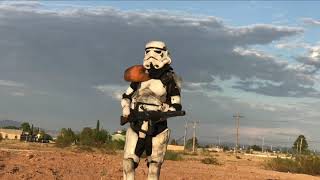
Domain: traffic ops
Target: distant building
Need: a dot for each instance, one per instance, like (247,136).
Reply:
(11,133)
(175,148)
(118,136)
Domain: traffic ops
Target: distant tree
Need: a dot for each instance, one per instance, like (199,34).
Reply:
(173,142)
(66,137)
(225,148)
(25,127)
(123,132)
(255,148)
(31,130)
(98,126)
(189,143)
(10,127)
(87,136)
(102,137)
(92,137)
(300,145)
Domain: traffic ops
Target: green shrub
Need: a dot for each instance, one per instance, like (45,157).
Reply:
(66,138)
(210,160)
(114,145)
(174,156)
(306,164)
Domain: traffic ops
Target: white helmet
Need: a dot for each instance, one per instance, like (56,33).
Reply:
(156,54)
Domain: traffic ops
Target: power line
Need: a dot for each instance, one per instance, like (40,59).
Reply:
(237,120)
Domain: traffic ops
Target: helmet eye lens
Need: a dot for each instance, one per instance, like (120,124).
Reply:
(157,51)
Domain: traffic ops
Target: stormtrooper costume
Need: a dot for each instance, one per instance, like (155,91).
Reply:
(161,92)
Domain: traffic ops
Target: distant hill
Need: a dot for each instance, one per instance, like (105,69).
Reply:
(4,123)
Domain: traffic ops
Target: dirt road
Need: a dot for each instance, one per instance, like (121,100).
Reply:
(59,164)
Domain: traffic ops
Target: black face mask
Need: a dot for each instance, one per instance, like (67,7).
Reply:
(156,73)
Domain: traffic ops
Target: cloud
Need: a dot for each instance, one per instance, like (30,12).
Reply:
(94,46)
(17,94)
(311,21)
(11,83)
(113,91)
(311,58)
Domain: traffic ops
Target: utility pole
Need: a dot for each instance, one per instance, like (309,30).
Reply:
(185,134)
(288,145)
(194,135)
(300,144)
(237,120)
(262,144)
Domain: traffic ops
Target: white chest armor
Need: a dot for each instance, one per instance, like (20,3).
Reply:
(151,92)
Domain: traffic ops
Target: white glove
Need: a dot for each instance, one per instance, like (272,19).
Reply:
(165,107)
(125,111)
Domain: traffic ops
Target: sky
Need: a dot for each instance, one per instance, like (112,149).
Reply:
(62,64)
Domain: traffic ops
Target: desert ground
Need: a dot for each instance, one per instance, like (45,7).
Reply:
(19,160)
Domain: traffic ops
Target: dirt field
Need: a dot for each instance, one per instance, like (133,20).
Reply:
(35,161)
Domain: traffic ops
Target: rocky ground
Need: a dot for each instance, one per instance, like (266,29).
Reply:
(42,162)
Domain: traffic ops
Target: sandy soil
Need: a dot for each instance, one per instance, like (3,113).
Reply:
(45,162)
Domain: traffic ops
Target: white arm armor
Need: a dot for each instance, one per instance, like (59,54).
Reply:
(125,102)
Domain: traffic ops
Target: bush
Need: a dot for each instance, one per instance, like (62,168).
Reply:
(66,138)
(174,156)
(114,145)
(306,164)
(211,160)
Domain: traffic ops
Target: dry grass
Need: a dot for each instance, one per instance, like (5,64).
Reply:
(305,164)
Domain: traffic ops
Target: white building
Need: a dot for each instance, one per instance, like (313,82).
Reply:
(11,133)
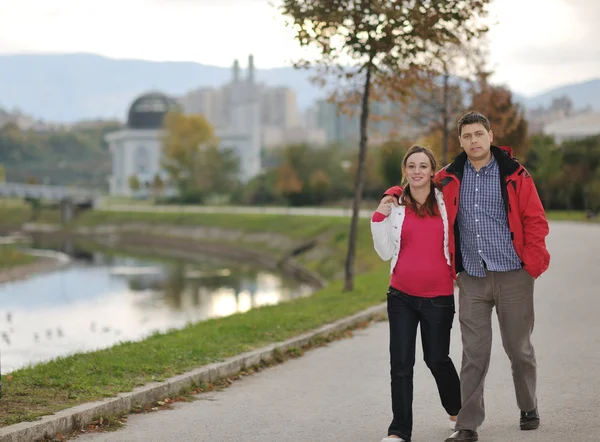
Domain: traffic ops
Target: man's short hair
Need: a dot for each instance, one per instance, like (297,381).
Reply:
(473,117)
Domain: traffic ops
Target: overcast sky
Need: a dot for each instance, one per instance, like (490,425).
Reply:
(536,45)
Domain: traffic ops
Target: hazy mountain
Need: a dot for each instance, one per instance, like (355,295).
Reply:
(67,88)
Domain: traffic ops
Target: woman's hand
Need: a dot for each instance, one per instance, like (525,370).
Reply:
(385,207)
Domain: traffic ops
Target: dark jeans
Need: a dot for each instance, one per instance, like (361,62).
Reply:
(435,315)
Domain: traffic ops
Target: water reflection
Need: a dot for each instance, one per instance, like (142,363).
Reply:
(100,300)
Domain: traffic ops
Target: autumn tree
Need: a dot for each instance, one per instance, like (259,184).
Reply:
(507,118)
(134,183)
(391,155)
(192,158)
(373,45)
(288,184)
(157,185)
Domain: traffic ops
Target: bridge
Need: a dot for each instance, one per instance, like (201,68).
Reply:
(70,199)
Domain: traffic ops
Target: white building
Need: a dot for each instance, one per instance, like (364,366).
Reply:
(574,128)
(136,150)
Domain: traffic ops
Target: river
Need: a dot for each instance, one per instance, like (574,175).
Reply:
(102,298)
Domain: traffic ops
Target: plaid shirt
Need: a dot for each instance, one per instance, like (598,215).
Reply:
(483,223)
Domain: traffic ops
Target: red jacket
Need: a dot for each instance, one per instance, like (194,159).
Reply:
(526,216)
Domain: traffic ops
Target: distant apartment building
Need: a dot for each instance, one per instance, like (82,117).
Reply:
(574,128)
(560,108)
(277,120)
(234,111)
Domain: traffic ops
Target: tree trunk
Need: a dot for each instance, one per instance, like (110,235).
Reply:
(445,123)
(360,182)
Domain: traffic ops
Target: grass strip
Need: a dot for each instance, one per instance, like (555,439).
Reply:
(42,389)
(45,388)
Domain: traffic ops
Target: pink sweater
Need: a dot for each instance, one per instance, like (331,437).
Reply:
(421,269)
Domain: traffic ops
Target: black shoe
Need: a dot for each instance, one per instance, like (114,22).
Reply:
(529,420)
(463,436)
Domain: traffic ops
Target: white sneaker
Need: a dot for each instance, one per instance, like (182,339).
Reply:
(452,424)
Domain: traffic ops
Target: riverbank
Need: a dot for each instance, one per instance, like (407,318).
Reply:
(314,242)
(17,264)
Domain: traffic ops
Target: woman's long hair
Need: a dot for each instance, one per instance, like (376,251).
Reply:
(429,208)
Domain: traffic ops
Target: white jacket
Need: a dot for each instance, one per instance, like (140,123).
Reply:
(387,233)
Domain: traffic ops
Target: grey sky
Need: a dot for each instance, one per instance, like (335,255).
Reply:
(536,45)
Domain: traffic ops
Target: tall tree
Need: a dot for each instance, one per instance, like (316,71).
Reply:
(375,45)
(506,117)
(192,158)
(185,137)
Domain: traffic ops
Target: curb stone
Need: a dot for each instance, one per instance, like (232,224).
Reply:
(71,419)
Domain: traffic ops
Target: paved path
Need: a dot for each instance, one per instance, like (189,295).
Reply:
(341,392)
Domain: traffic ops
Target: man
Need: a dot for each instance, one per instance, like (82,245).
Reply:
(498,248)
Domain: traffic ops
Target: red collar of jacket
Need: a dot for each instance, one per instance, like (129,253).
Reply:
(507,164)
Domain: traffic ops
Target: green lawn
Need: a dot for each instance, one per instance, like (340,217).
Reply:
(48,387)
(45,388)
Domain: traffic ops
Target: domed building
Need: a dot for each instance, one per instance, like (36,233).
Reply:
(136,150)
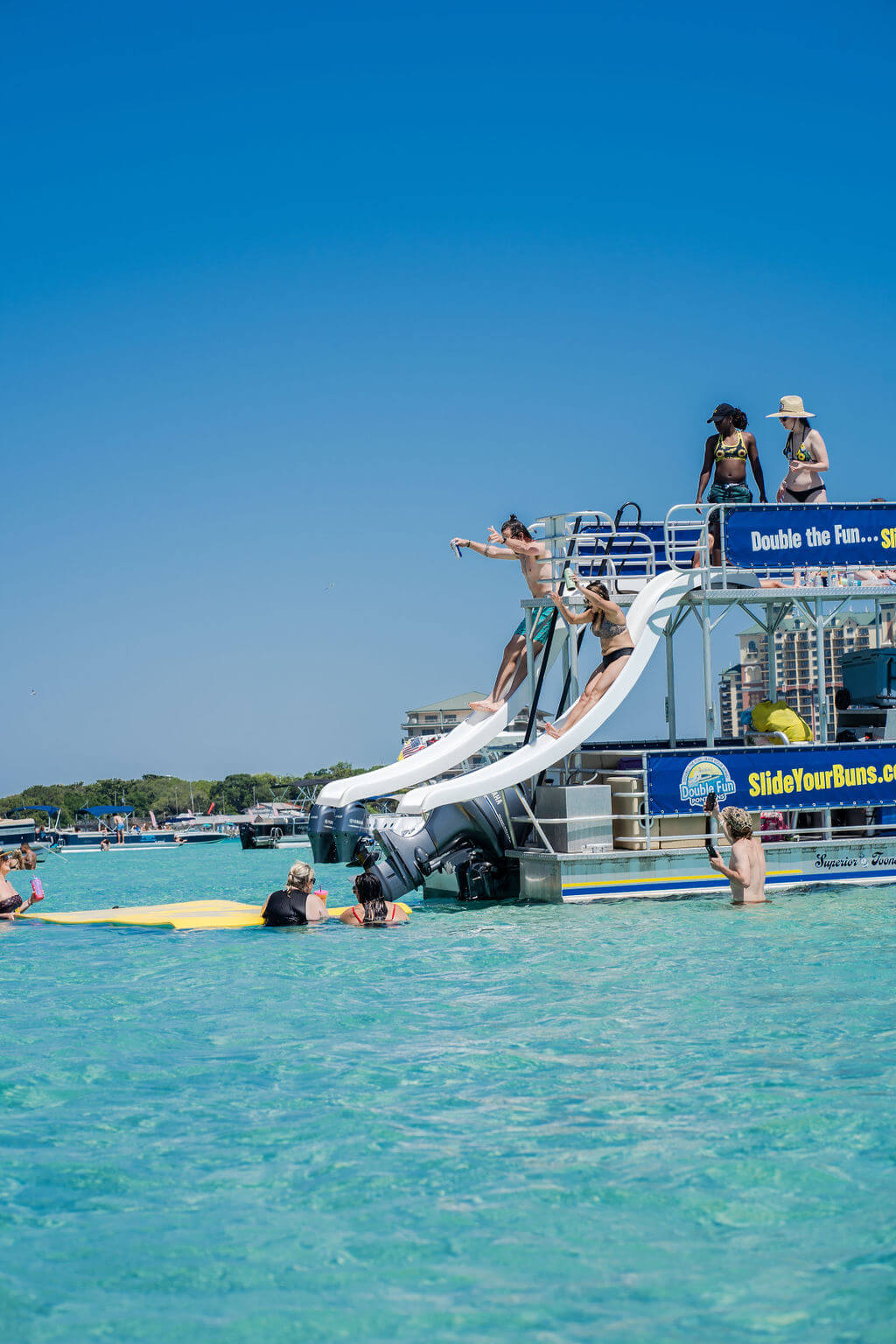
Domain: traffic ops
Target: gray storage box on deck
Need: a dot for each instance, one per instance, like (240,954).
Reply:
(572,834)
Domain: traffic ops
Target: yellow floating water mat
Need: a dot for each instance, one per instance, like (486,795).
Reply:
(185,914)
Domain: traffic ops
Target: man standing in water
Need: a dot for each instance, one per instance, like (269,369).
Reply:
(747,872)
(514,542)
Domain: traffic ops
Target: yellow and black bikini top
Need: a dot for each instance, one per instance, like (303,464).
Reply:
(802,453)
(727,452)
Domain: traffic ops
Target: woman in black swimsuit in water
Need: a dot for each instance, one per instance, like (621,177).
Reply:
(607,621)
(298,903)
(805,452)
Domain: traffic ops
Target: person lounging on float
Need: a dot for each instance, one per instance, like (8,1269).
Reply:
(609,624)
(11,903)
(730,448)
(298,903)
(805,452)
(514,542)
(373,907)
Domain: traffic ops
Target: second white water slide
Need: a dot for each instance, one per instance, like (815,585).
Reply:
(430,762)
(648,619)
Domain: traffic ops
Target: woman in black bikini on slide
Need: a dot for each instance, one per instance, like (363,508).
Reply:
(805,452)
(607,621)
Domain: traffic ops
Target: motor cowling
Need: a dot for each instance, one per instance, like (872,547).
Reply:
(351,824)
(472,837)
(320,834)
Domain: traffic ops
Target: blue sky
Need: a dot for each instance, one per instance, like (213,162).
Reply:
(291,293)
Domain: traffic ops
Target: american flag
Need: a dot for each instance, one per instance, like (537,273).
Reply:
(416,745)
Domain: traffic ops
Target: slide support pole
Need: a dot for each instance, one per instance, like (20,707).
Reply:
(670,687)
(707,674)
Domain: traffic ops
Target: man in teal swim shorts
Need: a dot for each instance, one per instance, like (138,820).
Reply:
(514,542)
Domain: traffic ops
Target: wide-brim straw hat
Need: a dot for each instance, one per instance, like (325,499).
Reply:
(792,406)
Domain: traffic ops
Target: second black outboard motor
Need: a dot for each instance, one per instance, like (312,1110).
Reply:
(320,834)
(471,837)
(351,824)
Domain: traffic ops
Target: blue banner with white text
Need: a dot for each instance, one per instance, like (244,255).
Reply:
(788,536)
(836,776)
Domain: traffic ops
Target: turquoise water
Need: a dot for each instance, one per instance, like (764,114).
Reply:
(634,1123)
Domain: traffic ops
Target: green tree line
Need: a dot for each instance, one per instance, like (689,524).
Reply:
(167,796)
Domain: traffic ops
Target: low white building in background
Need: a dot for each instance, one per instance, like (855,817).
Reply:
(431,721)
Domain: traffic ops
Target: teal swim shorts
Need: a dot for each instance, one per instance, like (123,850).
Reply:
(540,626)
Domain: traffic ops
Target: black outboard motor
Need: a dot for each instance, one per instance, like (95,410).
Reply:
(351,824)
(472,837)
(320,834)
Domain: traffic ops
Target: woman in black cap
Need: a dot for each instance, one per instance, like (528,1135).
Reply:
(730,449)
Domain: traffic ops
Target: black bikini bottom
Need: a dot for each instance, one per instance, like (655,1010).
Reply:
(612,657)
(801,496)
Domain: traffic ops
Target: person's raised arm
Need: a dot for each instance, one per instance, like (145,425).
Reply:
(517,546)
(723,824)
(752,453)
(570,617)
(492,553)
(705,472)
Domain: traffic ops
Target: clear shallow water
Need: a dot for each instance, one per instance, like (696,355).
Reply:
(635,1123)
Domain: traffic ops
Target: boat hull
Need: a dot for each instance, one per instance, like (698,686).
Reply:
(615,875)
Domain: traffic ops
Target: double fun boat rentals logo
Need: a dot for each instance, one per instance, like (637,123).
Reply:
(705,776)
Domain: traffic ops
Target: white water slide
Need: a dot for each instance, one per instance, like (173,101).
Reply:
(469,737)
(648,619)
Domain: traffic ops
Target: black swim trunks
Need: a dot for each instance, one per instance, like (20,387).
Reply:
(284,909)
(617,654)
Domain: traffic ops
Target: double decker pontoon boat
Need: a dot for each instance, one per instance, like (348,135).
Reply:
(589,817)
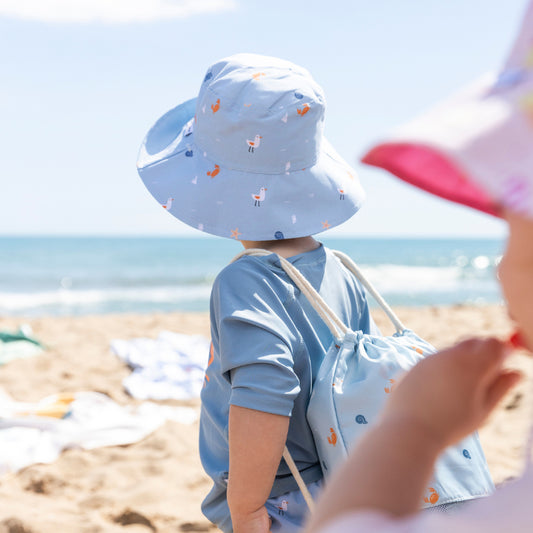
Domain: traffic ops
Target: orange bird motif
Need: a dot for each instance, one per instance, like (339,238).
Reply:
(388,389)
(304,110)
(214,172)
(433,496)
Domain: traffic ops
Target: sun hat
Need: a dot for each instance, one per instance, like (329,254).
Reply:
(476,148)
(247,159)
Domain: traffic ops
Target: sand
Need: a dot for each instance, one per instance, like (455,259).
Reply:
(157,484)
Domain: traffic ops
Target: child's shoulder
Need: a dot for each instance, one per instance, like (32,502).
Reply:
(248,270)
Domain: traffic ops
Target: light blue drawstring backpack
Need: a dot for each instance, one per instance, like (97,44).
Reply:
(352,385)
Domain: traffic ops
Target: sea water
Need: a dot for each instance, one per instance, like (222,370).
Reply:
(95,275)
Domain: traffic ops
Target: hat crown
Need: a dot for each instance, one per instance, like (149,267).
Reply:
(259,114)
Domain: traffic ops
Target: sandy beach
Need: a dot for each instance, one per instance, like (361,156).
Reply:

_Work to complete:_ Pick out every line in the material above that contains the word "black", and copy each of those lines in full.

_Problem solution:_
Target: black face mask
Target: black shoe
Target: yellow and black bikini top
Target: woman in black swimsuit in water
Target: woman in black bikini on slide
Target: second black outboard motor
Target: black outboard motor
Target: woman in black cap
Target: black bikini bottom
Target: black swim trunks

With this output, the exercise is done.